### TASK INSTRUCTIONS
1. Please translate this sentence from the piece on the simple life into Spanish: "You make plans to go out to dinner with friends based on the convenience of car parking."
2. Write a continuation of the piece on the simple life, starting after its final sentence.

### TEXT SEGMENT
---

The Simple Life

Yesterday, on my daily walk I stopped out the front of this house and spent some time admiring this huge, blooming magnolia tree.

Which is such an old person thing to so, don’t you think? As I advance in age, I am starting to appreciate the small things like a nice cup of tea in the sun. A long hot shower. The ABC on a Monday night and saying to things sans guilt. I find the simple things as satisfying as a good bowel movement.

I continued on my walk and thought about this further, as I composed a blog post in my head. By the time I got home I had realised that I had already written it back in 2014, and not much has changed apart from this.

At this point in my life I have noticed quite a shift in my outlook and, may I just say, about bloody time!

This shift presents itself to me every day, and now I share with you some signs heralding my coming of wisdom, and age.

And it is all alright by me. Bring it on.

You are walking down the street and you stop in front of a house and declare your admiration for that particular garden.

You make plans to go out to dinner with friends based on the convenience of car parking.

You also make the reservation for no later that 7.30? If they cannot get you in until 8pm, you seek an alternative restaurant.

You make a noise complaint at 10.30pm to the police about your neighbours’ party.

You watch impatiently as the coffee shop lad uses the till to add up the two coffees you have ordered, then use his fingers to work out the change, when all you want to do is grab him by the ear and pull his face closely to yours while hissing “YOU SHOULD HAVE STAYED IN SCHOOL, DORKFACE….”

You watch a Reality TV show and agree with yourself that youth is wasted on the young. And boobs are not supposed to look like that.

When shopping, you always consider the “CARE” label before purchasing. And you avoid linen due to the ironing factor. And anything that needs to be hand washed or dry-cleaned.

You avoid drinking coffee after 4pm and avoid drinking alcohol after 8.30pm, because it affects the quality of your sleep.

You discuss with your partner each morning whether you slept well or not.

---

### SUPPLIED MATERIAL
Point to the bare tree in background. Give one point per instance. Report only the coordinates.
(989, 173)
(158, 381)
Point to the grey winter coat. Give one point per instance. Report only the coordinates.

---

### OUTPUTS IN ORDER
1. Haces planes para salir a cenar con amigos según la comodidad del estacionamiento.

2.
You only wax in summer. (if at all)

Your pants may start to feature the benefits of an elasticised waist and you do not care, because they are extremely comfortable.

You learn to accept your appearance and make the most of what you have got.

You might glance at others who have not chosen to “make the most of what they have got” and have invested in plastic and now look like they have been frozen in a wind tunnel, and feel a bit sorry for them.

You realise you would rather go without than drink bad wine.

Ditto men.

You learn to buy it once, and buy it well. Although this does not count when it comes to shoe sales. All bets are off.

Speaking of shoe sales, you go to the ECCO shoe sale. This is because you now realise that it is ok to hate the gym and you have taken up walking, because you can check out all of the lovely gardens as you exercise.

You take a multi. A women’s multi.

You stop buying magazines because you realise that you are paying for ads and an idealistic representation of how your life should look.

You enjoy WSFM on the radio because you know all of the songs.

You care less what other people think of you and swing your arms vigorously as you march to the beat of your own drum.

And finally, like lamb shanks in the slow cooker, you realise you get better with time.

Did you ever have an epiphany where you realised that you had left your youth behind?

How good was it?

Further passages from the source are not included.